**Natural language region descriptions**
• • •
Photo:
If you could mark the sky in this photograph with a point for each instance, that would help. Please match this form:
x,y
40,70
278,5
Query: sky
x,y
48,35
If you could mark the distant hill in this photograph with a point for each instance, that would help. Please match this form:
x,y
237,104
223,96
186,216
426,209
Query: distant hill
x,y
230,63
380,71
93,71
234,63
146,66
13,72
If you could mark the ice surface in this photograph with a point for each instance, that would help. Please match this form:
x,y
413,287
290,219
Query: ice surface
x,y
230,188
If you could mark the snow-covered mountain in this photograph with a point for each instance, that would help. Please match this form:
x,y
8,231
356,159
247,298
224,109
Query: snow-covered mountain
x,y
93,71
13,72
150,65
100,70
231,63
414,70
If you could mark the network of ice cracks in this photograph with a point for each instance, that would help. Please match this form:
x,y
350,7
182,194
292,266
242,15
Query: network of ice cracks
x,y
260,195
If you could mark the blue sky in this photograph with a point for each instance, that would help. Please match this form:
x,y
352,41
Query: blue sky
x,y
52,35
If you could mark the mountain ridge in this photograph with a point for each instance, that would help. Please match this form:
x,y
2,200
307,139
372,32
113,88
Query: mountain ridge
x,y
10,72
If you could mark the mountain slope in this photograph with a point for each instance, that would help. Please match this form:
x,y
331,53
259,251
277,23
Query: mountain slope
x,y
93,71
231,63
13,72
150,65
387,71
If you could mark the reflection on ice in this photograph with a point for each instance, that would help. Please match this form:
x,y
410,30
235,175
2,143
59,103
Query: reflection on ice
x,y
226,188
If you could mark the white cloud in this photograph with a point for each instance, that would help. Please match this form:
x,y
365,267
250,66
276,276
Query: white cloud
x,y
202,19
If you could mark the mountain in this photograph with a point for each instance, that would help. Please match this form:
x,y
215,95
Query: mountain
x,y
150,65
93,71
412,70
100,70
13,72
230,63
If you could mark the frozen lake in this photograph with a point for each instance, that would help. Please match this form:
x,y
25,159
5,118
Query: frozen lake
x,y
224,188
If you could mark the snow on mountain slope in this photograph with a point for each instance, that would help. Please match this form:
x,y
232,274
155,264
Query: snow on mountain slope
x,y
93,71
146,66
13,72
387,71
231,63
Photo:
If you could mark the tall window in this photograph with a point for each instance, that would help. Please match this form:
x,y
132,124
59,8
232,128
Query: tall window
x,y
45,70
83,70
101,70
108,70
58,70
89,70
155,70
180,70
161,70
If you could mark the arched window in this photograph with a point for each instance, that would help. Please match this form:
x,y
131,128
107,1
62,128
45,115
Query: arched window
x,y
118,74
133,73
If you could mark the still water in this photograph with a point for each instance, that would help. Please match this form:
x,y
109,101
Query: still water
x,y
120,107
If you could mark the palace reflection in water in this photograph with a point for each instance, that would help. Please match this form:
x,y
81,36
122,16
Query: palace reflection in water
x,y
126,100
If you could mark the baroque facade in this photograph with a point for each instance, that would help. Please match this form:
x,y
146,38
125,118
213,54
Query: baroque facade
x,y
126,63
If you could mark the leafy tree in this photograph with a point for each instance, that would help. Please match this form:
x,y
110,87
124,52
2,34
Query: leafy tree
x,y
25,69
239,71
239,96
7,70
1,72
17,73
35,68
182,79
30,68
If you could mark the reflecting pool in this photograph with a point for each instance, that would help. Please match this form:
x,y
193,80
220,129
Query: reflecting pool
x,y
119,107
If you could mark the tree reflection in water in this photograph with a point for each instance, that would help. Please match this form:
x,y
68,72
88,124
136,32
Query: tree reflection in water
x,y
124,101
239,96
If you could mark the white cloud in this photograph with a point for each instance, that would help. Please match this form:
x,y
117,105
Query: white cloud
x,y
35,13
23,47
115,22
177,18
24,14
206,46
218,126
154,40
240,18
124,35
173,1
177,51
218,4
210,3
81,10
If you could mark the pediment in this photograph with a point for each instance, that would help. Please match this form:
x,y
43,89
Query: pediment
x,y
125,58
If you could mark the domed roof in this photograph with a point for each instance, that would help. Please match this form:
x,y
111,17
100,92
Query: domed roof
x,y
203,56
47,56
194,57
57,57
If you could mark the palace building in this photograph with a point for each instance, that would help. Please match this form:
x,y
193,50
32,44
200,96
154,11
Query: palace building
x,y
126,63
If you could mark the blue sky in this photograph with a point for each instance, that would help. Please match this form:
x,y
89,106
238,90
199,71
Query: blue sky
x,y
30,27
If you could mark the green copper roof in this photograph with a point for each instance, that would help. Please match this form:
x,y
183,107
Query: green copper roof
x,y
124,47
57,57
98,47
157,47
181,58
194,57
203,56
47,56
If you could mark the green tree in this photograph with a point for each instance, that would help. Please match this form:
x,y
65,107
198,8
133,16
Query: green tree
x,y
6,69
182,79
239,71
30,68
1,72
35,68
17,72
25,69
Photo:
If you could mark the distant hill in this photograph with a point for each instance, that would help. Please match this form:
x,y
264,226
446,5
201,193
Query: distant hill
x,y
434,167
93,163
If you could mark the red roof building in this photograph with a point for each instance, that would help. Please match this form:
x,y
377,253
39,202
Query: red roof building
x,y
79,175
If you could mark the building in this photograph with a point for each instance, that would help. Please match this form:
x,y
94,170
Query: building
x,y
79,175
• • •
**Your goal**
Return the entries above in full and exactly as written.

**Response to the exercise**
Photo:
If you could mark the sky in this photograph with a point for each instance, that would help. Please match this form:
x,y
40,70
278,5
Query: sky
x,y
48,35
If you could mark the distant hill in this photograph with a point for each instance, that would help. Please match this form:
x,y
237,104
223,96
186,216
426,209
Query: distant hill
x,y
230,63
380,71
93,71
234,63
146,66
13,72
If you could mark the ice surface in this photograph with a point for each instance, that would help. Please match this form:
x,y
413,287
290,219
Query: ice surface
x,y
230,188
If you could mark the snow-covered mountain in this photograph with a point for each instance, that would help. Please match this form:
x,y
8,231
356,159
247,298
224,109
Query: snow-covered mountain
x,y
93,71
13,72
150,65
100,70
231,63
414,70
If you could mark the network of ice cracks in this photograph with a point for each instance, that would help. Please match this form:
x,y
350,7
182,194
292,266
242,15
Query: network of ice cracks
x,y
260,195
If you could mark the blue sky in this photograph with a point for each instance, that would help. Please match this form:
x,y
352,41
Query: blue sky
x,y
52,35
If you could mark the mountain ridge in this photograph with a point for each instance, that would help. Please match this form:
x,y
2,200
307,139
372,32
113,88
Query: mountain ridge
x,y
10,72
If you could mark the mountain slope in this photograph with a point for each instance, that would help. Please match this form:
x,y
331,53
259,251
277,23
Query: mountain slope
x,y
93,71
231,63
13,72
150,65
387,71
If you could mark the reflection on ice in this photograph with a point for each instance, that would help. Please match this form:
x,y
410,30
235,175
2,143
59,103
Query: reflection on ice
x,y
226,188
If you could mark the white cloud in this photograph with a point for each instance, that would help. Please match this form:
x,y
365,267
250,66
276,276
Query: white cloud
x,y
202,19
If you could mark the mountain in this photograph with a point for each instance, that would help. Please match this form:
x,y
215,95
Query: mountain
x,y
150,65
93,71
412,70
100,70
13,72
230,63
If you could mark the frozen lake in this photograph with a point for each instance, that would help. Please match this form:
x,y
25,159
5,118
Query: frozen lake
x,y
224,188
If you could mark the snow on mountain slope in this photograph with a point for each instance, that would help. Please match this form:
x,y
232,274
155,264
Query: snow on mountain slope
x,y
93,71
146,66
13,72
387,71
231,63
Photo:
If you could mark the tall window in this photograph with a point for each instance, that would help. Please match this form:
x,y
132,124
59,8
232,128
Query: tall window
x,y
45,70
83,70
101,70
108,70
58,70
89,70
155,70
180,70
161,70
If you could mark the arched window in this photograph with a point for each instance, that would help. Please match this form:
x,y
131,128
107,1
62,128
45,115
Query: arched window
x,y
118,74
133,73
If you could mark the still water in this photograph with a point for each instance, that would help. Please match this form:
x,y
109,101
Query: still water
x,y
120,107
If you could mark the palace reflection in water in this photograph with a point for each instance, that would help. Please match this form:
x,y
81,36
122,16
Query: palace reflection in water
x,y
126,100
If you could mark the baroque facade in this photograph with a point for each instance, that would help. Please match this form:
x,y
146,38
125,118
213,54
Query: baroque facade
x,y
126,63
If you could mark the leafy tree in this photograph with a point for each instance, that would help. Please match this form:
x,y
110,87
124,52
2,34
Query: leafy tree
x,y
25,69
239,71
239,96
7,70
1,72
17,73
35,68
182,79
30,68
If you could mark the reflecting pool in this photograph with a point for each instance, that would help. Please match this form:
x,y
193,80
220,129
Query: reflecting pool
x,y
119,107
If you could mark the tree reflection in water in this photograph with a point for each instance, that would help. Please match this form:
x,y
68,72
88,124
136,32
Query: tree reflection in water
x,y
124,101
239,96
If you could mark the white cloud in this photograph with a point for each instance, that would help. Please match this form:
x,y
117,105
Query: white cloud
x,y
35,13
23,47
115,22
177,18
24,14
206,46
218,126
154,40
240,18
124,35
173,1
177,51
218,4
210,3
81,10
If you could mark the pediment in this photograph with a point for each instance, that would help. Please match this form:
x,y
43,89
Query: pediment
x,y
125,58
If you could mark the domed roof in this photograph with a point for each instance, that would help. Please match this form:
x,y
111,17
100,92
Query: domed roof
x,y
203,56
47,56
194,57
57,57
If you could mark the palace building in this photograph with a point for each instance, that would help. Please match this form:
x,y
193,50
32,44
200,96
154,11
Query: palace building
x,y
126,63
If you could mark the blue sky in this photograph with a point for each instance, that would help. Please match this form:
x,y
89,106
238,90
199,71
Query: blue sky
x,y
30,27
If you could mark the green copper roof in this photograph with a point for each instance, that would help. Please match this form:
x,y
183,107
Query: green copper roof
x,y
124,47
57,57
98,47
157,47
181,58
194,57
203,56
47,56
If you could mark the green tree in this photograph with a point for each instance, that would help. Please match this form:
x,y
65,107
198,8
133,16
Query: green tree
x,y
6,69
182,79
239,71
30,68
1,72
35,68
17,72
25,69
Photo:
If you could mark the distant hill in this photograph with a point for each instance, that would help. Please match this form:
x,y
264,226
446,5
201,193
Query: distant hill
x,y
434,167
93,163
If you could mark the red roof building in this photograph with a point for each instance, that would help. Please match this form:
x,y
377,253
39,202
Query: red roof building
x,y
79,175
If you could mark the building in this photograph with a point for each instance, that would help. Please match this form:
x,y
94,170
Query: building
x,y
79,175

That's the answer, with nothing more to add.